Now, “Let us hear the conclusion of the whole matter: Fear God, and keep his commandments: for this is the whole duty of man.“ (Ecclesiastes 12:13).

Spirit-Controlled Living

Plans are good. Strategies are needed. Clear cut smart (specific, measurable, achievable, realistic and time-bound) goals are very necessary. But human wisdom, skill and talent is not enough to live a victorious life: “…This is the word of the LORD … Not by might, nor by power, but by my spirit, saith the LORD of hosts.”  (Zechariah 4:6). On top of our plans and strategies, we also need the direction and leading of the Holy Spirit.

By Spirit-controlled living, I mean a life that is controlled by the Holy Spirit. He leads and we follow. We cannot live a Spirit-controlled life and still have control over our lives so to speak. There must be a place for the leading of the Holy Spirit of God in the life of every child of God, “For as many as are led by the Spirit of God, they are the [children] of God.“ (Romans 8:14).

Speaking about the Holy Spirit, I am not only speaking about church meetings, prayers, reading our bibles, living a holy life(very important), speaking in tongues, anointing, prophesy, unction and all our other repertoire of “spiritual“ cliches. I am speaking about the totality of our lives. Every other area of our lives—career, marriage, family life, finances, education, entertainment, etc ―matters to God.

A few days away, we will be walking into a new year with its uncertainties and unknown territories. But we have a guarantee of God’s guidance and direction if we will heed to His voice. “And thine ears shall hear a word behind thee, saying, This is the way, walk ye in it, when ye turn to the right hand, and when ye turn to the left“ (Isaiah 30:21).
────────────────────
◆ Requirement A
Answer these questions from the passage on Spirit-controlled living, one line each:
(i) What five words does the passage give for the letters in "smart" goals?
(ii) Which verse does the passage quote to say that those led by the Spirit of God are His children?
(iii) Which areas of life does the passage list as mattering to God?
◆ Requirement B
Shorten the paragraph of the passage on Spirit-controlled living that starts "Plans are good." into a brief list that keeps its main points.
◆ Requirement C
Write the next part of the passage on Spirit-controlled living, picking up after its last sentence.
────────────────────
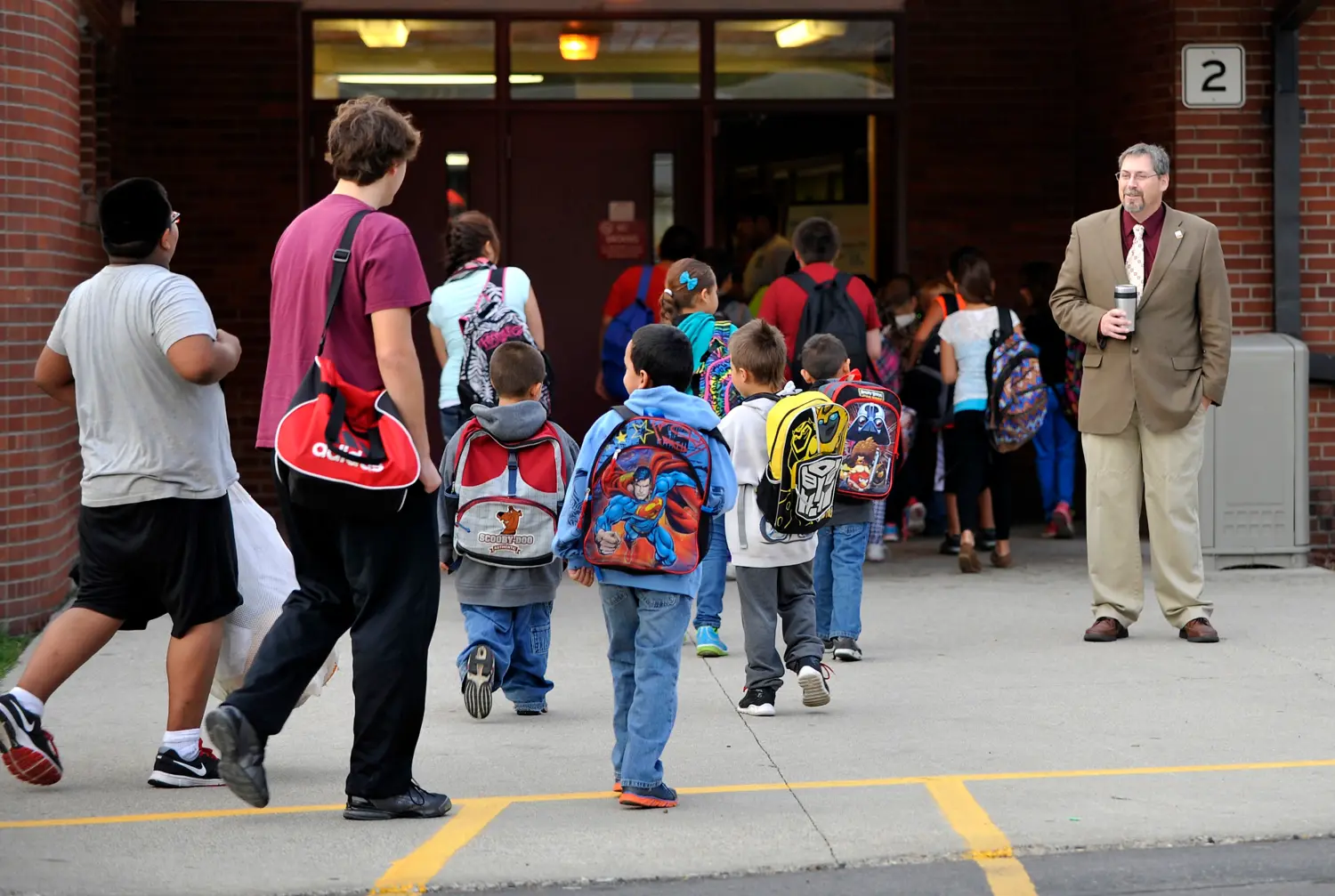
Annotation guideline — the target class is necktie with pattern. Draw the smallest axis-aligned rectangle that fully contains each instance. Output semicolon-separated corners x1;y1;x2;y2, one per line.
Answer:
1127;224;1145;299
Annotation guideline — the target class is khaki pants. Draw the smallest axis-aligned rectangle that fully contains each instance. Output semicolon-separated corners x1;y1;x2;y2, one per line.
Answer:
1081;408;1214;629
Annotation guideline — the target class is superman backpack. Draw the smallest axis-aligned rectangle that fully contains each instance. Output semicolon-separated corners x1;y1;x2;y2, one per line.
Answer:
985;309;1048;454
752;390;848;536
579;406;726;576
821;381;904;501
696;318;742;419
451;418;570;569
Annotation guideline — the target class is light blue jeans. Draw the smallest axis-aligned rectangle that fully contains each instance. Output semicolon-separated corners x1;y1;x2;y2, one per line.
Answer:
693;515;731;629
598;585;691;787
814;522;870;641
456;601;554;712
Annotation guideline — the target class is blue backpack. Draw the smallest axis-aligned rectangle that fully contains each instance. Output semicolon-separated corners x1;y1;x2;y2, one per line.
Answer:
603;264;654;402
987;309;1048;454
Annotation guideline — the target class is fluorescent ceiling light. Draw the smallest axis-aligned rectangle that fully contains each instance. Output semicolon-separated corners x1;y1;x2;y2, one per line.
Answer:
357;19;409;47
774;19;848;50
334;72;544;85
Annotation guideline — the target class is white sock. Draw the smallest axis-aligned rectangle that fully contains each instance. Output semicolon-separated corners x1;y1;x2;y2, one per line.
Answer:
10;688;47;715
163;728;199;763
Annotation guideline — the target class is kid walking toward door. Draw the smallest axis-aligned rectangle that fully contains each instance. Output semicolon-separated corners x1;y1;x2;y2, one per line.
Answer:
659;258;737;657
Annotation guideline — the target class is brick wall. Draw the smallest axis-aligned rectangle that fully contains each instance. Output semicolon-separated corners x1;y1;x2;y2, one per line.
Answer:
112;0;303;513
1299;4;1335;568
0;0;108;632
1169;0;1335;563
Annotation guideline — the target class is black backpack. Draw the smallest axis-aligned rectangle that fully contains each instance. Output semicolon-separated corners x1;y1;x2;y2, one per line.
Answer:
788;271;872;376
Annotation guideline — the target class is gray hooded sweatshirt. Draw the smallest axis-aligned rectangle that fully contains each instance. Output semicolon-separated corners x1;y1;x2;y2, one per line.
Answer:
437;402;579;608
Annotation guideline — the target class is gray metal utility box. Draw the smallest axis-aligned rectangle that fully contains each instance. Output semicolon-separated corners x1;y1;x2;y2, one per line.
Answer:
────────────────────
◆ Final answer A
(i) Specific, measurable, achievable, realistic and time-bound.
(ii) Romans 8:14.
(iii) Career, marriage, family life, finances, education and entertainment.

◆ Final answer B
- Plans, strategies and clear "smart" goals are good and necessary.
- Human wisdom, skill and talent alone are not enough for a victorious life.
- Zechariah 4:6 says it is "Not by might, nor by power, but by my spirit."
- Along with our plans, we also need the Holy Spirit's direction and leading.

◆ Final answer C
Using Your Gifts

“…he gave…to every[one] according to [their] several ability…“ (Matthew 25:14-15).

Everyone is gifted. There are no exceptions. God has endowed everyone with what they need to live a fulfilled life. However, just like the parable of the talents, it’s not enough to be gifted. It’s not enough to be talented. It’s not enough to have dreams and visions. No matter how gifted you’re, you have to step out there and get started. The only time a difference is made is when people step out to use what they have. If you read Matthew 25 further down, you will realize those who made a difference are those who stepped out to use what they received.

The problem with many of us is that we sit in the stands “spectatoring“ and cheering people who are using their gifts on without doing anything with ours. I am in no way saying it’s wrong to cheer gifted people on. We all need encouragement and a push, but while you are cheering people on, be encouraged with what others are doing and get to work with your gifts. You can also make a difference if you start using what you have.

There are I believe a number of reasons people don’t use their gifts. Top on the list will be: (i)Fear (ii) Self-doubt (iii) Waiting for the right time (iv) Waiting for inspiration from others to start. You see, it is ok to have fears and self-doubts. But those who step out despite their fears are the ones who make the difference. You have a gift—no doubts about, but step out and get things done.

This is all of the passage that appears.